— begin Listed records —

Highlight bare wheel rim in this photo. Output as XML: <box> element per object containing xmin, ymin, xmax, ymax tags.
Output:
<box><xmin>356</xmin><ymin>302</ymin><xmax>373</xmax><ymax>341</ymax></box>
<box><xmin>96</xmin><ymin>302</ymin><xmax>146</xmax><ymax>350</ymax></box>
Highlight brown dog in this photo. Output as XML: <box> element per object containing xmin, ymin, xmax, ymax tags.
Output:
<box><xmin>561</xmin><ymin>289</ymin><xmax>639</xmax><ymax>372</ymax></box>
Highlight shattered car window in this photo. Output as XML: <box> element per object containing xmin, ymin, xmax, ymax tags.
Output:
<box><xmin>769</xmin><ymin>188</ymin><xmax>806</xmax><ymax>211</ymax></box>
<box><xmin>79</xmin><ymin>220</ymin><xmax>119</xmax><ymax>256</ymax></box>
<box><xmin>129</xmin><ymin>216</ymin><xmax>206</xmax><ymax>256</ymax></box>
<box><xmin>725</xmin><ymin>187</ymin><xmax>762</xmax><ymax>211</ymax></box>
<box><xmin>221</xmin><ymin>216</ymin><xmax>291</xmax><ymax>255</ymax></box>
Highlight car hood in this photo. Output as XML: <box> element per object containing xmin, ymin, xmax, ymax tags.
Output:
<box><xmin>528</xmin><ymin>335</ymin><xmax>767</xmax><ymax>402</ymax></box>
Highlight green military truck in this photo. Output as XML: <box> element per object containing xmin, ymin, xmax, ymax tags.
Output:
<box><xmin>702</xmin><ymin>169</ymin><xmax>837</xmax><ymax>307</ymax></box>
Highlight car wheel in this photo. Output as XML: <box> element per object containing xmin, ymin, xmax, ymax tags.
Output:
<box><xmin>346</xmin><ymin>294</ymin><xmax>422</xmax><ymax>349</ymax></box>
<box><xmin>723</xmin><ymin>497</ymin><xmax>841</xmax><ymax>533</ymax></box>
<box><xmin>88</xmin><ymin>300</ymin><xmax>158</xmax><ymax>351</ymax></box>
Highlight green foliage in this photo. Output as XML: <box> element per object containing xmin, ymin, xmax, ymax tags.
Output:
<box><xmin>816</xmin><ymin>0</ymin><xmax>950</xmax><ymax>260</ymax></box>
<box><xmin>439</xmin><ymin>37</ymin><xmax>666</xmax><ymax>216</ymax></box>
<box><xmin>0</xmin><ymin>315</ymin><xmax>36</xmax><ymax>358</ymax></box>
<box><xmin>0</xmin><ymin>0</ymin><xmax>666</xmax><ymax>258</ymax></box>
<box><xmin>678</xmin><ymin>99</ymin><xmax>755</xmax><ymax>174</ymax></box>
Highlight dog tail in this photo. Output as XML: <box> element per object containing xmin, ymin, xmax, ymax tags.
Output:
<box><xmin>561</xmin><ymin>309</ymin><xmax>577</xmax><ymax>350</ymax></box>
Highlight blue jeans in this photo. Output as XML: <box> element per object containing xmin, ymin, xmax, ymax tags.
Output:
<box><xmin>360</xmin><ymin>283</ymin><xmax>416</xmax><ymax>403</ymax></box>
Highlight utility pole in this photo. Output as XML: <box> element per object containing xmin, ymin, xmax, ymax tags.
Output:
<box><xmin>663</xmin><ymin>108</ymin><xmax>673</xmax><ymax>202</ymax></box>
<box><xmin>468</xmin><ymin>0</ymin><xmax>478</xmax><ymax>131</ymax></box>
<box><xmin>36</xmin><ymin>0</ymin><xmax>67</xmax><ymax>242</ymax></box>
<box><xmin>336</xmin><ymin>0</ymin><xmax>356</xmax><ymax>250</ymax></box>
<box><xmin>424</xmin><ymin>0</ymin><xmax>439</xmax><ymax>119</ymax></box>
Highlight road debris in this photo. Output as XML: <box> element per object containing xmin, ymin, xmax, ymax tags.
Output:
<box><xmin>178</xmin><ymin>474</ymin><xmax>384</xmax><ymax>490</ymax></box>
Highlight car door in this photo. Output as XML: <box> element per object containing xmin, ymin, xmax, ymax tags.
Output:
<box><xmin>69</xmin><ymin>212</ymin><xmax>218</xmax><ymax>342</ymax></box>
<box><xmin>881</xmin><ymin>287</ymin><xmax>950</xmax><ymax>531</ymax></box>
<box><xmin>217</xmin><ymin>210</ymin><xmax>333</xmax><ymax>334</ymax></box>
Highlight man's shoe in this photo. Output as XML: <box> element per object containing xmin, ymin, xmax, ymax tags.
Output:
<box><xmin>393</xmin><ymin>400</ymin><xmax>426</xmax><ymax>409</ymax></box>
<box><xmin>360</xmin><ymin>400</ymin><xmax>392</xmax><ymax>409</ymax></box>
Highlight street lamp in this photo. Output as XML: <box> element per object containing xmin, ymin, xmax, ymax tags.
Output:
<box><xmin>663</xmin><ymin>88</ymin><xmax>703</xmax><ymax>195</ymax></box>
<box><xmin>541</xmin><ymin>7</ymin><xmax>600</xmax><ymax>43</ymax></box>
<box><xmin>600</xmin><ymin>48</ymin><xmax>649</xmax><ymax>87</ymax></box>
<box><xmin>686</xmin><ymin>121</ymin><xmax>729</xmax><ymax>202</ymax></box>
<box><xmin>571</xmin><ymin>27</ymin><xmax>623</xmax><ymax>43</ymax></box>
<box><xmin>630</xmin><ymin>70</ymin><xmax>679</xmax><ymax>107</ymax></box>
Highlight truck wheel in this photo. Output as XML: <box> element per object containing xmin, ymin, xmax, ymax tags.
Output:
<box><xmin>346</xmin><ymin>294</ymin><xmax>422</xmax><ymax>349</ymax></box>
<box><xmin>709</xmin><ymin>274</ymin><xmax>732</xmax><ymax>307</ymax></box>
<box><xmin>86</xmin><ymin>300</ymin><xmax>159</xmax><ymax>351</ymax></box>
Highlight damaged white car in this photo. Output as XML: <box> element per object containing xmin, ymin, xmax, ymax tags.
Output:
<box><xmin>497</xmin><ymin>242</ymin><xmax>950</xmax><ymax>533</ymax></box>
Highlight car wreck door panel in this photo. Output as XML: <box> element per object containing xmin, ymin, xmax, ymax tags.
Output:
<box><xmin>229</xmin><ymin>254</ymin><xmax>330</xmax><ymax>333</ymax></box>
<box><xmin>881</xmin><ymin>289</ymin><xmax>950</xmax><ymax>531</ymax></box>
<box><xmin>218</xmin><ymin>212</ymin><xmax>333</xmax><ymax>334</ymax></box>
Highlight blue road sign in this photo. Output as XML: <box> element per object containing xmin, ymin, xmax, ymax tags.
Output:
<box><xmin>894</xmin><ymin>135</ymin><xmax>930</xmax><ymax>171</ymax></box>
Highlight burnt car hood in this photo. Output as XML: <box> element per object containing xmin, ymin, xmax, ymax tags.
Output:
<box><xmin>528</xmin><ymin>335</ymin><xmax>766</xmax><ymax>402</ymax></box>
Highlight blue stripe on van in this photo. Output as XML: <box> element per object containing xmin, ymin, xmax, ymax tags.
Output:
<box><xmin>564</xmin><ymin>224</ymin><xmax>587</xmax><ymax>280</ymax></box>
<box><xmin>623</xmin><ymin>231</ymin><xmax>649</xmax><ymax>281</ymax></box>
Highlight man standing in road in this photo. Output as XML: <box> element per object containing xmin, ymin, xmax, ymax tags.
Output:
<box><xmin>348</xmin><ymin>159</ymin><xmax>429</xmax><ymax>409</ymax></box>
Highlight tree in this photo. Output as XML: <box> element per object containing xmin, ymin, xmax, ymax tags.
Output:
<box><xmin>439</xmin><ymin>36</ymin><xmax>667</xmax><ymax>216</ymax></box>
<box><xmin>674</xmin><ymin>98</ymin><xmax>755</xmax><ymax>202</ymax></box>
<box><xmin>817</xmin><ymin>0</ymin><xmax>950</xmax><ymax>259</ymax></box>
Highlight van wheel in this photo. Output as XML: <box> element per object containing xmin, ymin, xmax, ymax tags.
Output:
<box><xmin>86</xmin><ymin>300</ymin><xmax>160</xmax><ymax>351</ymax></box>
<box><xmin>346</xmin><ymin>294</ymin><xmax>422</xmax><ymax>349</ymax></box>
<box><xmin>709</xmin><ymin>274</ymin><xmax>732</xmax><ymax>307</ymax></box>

— end Listed records —

### Instructions to follow:
Starting at the line that contains "Highlight burnt car", quote each remaining line of the entries above, unchanged.

### Written solution:
Highlight burnt car hood in this photo. Output as XML: <box> element per object containing xmin, ymin, xmax, ymax tags.
Output:
<box><xmin>528</xmin><ymin>335</ymin><xmax>766</xmax><ymax>402</ymax></box>
Highlight blue stripe on van in this photo. Output as XML: <box> element per object containing xmin, ymin, xmax, ymax tags.
Output:
<box><xmin>564</xmin><ymin>224</ymin><xmax>587</xmax><ymax>280</ymax></box>
<box><xmin>623</xmin><ymin>231</ymin><xmax>649</xmax><ymax>281</ymax></box>
Highlight man standing in road in this photo. Output as XML: <box> element per object containing xmin, ymin, xmax, ymax tags.
Output:
<box><xmin>348</xmin><ymin>159</ymin><xmax>429</xmax><ymax>409</ymax></box>
Highlight tree in this photo. Output as XML: <box> element per object containing xmin, ymin, xmax, ymax tags.
Output:
<box><xmin>439</xmin><ymin>36</ymin><xmax>667</xmax><ymax>216</ymax></box>
<box><xmin>674</xmin><ymin>98</ymin><xmax>755</xmax><ymax>202</ymax></box>
<box><xmin>817</xmin><ymin>0</ymin><xmax>950</xmax><ymax>259</ymax></box>
Highlight van wheel in this photo. Output as XML: <box> element per object containing xmin, ymin, xmax, ymax tags.
Output:
<box><xmin>86</xmin><ymin>300</ymin><xmax>160</xmax><ymax>351</ymax></box>
<box><xmin>346</xmin><ymin>294</ymin><xmax>422</xmax><ymax>349</ymax></box>
<box><xmin>709</xmin><ymin>274</ymin><xmax>732</xmax><ymax>307</ymax></box>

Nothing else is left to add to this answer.